To be done:
1. In the sextuplets article, what kind of approach will be used to find the solution?
2. Print the passage of the sextuplets article between "In this article, we" and "the below equation.", inclusive.

Excerpt to read:

::::::::::

Find the Number of Sextuplets that Satisfy an Equation using C++

C++Server Side ProgrammingProgramming

In this article, we will describe an approach to find a number of sextuplets that satisfy an equation. So we are taking an equation as an example where we need to find the values of a, b, c, d, e, and f that satisfy the below equation.

( a + b + c ) * e / d = f

Let's reorder the equation −

( a + b + c ) = ( f * d ) / e

Here is a simple example for the given problem −

Input : arr [ ] = { 1, 3 }
Output : 4
Explanation : ( a, b, c, e, f ) = 1, d = 3
   ( a, b, c, d, e ) = 1, f = 3
   ( a, b, c ) = 1, ( d, e, f ) = 3
   ( a, b, c, d, f ) = 3, ( e ) = 1

Input : arr [ ] = { 2, 5 }
Output : 3

Approach to Find the Solution

We will use a Naive approach to find the solution to the given problem.

::::::::::

Material:
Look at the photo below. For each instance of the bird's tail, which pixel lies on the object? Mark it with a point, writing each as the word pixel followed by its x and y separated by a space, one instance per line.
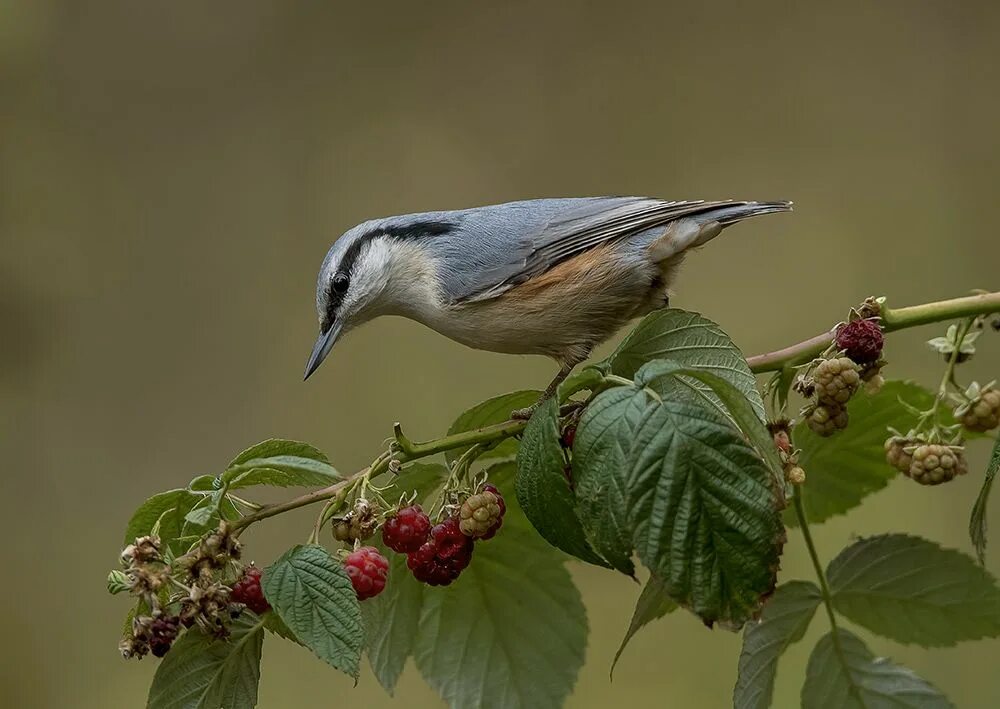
pixel 738 211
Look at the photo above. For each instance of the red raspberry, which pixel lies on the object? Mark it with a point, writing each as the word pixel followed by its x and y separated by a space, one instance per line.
pixel 861 340
pixel 406 530
pixel 162 634
pixel 490 487
pixel 368 570
pixel 444 556
pixel 248 592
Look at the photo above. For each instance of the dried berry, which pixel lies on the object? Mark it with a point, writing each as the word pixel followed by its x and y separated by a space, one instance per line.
pixel 406 530
pixel 368 570
pixel 162 634
pixel 982 413
pixel 861 340
pixel 247 591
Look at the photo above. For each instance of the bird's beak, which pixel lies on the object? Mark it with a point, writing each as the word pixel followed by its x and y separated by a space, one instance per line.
pixel 322 348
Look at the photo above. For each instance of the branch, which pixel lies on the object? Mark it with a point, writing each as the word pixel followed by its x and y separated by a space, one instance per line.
pixel 892 320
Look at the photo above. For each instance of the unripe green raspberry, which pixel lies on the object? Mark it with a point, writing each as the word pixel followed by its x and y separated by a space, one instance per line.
pixel 896 455
pixel 983 413
pixel 836 381
pixel 478 514
pixel 825 420
pixel 934 464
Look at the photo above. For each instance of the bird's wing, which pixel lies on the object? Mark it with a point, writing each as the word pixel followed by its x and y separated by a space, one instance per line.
pixel 511 243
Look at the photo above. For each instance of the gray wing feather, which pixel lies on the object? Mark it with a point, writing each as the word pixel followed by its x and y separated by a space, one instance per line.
pixel 508 244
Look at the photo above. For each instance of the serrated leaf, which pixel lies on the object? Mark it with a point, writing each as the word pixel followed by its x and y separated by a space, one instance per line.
pixel 314 597
pixel 600 454
pixel 867 682
pixel 704 511
pixel 512 630
pixel 391 623
pixel 201 672
pixel 168 508
pixel 913 591
pixel 977 520
pixel 653 603
pixel 847 467
pixel 118 582
pixel 542 487
pixel 784 621
pixel 490 412
pixel 738 407
pixel 691 340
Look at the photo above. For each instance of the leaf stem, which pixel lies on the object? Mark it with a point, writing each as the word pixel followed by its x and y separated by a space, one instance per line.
pixel 824 588
pixel 892 320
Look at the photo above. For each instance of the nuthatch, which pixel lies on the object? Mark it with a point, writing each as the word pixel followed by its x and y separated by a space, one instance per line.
pixel 549 276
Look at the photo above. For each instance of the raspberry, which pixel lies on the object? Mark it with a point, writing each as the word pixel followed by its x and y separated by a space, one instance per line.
pixel 368 570
pixel 836 381
pixel 492 531
pixel 861 340
pixel 934 464
pixel 407 530
pixel 162 634
pixel 982 414
pixel 248 592
pixel 479 513
pixel 825 420
pixel 896 455
pixel 444 556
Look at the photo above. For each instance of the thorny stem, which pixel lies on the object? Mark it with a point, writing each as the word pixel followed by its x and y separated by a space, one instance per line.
pixel 892 320
pixel 824 591
pixel 406 450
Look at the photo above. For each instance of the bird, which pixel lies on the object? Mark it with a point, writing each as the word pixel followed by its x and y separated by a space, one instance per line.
pixel 553 277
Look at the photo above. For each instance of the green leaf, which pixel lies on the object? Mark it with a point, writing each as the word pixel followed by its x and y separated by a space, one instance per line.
pixel 913 591
pixel 867 682
pixel 845 468
pixel 118 582
pixel 512 630
pixel 280 463
pixel 704 511
pixel 784 621
pixel 600 454
pixel 168 508
pixel 542 487
pixel 201 672
pixel 313 595
pixel 653 603
pixel 738 407
pixel 487 413
pixel 693 341
pixel 391 623
pixel 977 520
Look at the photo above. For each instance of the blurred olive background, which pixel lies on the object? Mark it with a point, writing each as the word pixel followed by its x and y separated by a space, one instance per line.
pixel 172 174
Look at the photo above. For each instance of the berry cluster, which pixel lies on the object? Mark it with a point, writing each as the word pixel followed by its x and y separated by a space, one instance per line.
pixel 247 591
pixel 853 360
pixel 926 463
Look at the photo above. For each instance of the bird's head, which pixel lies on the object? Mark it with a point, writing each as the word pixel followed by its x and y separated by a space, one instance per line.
pixel 377 268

::::::::::

Task-by-task answers:
1. A naive approach.

2.
In this article, we will describe an approach to find a number of sextuplets that satisfy an equation. So we are taking an equation as an example where we need to find the values of a, b, c, d, e, and f that satisfy the below equation.